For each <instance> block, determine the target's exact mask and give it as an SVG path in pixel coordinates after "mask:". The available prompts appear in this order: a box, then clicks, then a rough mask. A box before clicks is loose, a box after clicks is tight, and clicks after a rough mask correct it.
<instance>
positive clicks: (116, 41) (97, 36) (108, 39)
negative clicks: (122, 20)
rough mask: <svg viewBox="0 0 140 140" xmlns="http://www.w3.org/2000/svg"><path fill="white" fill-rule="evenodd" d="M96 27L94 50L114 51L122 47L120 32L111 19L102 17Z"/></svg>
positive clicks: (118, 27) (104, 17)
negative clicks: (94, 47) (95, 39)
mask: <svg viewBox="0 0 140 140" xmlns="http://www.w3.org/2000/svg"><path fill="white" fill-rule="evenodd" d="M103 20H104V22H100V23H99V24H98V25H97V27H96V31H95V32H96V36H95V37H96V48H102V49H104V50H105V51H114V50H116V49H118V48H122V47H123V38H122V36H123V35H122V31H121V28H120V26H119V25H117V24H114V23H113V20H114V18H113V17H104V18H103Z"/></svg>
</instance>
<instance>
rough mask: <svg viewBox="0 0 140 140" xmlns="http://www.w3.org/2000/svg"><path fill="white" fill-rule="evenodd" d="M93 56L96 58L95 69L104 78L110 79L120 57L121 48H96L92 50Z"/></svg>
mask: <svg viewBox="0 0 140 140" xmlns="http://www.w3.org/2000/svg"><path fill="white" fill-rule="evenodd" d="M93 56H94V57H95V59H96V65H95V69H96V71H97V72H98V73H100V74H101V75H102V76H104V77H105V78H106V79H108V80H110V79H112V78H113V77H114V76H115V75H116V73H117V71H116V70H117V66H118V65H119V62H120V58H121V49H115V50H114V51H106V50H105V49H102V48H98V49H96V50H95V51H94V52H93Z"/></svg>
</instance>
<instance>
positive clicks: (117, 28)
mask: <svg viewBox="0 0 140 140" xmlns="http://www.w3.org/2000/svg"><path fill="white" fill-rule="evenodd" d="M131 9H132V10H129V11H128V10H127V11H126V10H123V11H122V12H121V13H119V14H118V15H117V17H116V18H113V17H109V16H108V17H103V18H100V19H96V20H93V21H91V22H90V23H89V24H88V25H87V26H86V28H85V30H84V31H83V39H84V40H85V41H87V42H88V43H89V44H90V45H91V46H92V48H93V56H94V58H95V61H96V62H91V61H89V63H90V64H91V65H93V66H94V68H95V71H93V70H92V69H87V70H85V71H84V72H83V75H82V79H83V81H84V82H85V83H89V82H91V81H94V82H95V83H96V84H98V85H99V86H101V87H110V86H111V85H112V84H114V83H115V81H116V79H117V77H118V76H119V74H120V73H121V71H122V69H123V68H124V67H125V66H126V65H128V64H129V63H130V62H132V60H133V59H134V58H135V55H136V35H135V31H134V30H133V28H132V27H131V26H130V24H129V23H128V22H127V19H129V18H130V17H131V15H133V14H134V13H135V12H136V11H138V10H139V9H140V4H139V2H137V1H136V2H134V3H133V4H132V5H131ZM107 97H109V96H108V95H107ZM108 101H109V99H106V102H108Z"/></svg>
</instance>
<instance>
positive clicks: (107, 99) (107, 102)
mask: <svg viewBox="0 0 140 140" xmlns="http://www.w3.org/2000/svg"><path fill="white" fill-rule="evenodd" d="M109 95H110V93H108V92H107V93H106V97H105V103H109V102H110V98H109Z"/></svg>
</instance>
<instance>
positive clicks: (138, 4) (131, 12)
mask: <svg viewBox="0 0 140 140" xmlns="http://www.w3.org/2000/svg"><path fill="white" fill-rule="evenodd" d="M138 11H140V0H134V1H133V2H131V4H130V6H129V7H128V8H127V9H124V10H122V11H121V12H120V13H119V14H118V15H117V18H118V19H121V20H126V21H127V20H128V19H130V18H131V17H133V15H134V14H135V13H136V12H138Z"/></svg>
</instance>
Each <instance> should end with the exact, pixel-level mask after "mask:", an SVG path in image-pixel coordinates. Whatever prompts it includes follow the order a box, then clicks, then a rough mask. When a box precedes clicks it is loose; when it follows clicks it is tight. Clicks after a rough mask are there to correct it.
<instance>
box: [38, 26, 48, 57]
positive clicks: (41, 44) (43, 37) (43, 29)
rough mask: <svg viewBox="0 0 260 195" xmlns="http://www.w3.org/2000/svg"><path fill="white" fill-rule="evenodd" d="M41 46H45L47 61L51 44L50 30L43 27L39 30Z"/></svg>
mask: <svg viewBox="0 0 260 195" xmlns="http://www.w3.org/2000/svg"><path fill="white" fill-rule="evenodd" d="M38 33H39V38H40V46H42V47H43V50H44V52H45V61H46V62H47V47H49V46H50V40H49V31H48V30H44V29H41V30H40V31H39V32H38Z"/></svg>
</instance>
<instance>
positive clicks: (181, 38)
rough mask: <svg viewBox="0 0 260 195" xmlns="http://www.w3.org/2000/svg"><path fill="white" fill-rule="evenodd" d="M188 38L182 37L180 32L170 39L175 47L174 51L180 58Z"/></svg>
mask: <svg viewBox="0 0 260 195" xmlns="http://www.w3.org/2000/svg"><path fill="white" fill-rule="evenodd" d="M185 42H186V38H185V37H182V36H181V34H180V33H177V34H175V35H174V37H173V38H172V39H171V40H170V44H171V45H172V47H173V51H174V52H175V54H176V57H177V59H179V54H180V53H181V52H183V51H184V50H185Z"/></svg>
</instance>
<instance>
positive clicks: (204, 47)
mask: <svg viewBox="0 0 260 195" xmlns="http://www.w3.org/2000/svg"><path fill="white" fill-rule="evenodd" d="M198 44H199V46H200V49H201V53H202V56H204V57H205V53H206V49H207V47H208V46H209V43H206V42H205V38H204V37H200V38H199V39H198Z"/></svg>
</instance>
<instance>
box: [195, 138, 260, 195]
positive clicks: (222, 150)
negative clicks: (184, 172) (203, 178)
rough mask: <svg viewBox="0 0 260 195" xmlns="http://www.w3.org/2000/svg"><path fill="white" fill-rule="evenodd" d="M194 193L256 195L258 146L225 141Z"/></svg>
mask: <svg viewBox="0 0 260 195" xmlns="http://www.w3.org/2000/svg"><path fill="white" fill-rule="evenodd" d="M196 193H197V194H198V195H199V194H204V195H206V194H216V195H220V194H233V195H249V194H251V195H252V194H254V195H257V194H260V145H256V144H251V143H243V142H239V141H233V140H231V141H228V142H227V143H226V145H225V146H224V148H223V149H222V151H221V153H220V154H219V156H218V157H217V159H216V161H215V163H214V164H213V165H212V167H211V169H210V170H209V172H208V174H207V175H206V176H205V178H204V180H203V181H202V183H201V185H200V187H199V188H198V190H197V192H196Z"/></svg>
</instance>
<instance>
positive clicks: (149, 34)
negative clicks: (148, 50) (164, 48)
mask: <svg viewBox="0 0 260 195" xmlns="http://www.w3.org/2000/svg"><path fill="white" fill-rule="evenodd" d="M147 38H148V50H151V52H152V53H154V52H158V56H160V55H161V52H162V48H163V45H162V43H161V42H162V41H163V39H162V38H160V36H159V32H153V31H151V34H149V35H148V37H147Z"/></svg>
**********
What this task involves
Transcribe each line of the data above, unaltered, from the one where "box: [195, 138, 260, 195]" appears to the one where "negative clicks: (184, 172) (203, 178)" appears, inclusive of both.

Result of this exercise
box: [195, 138, 260, 195]
positive clicks: (222, 150)
negative clicks: (184, 172) (203, 178)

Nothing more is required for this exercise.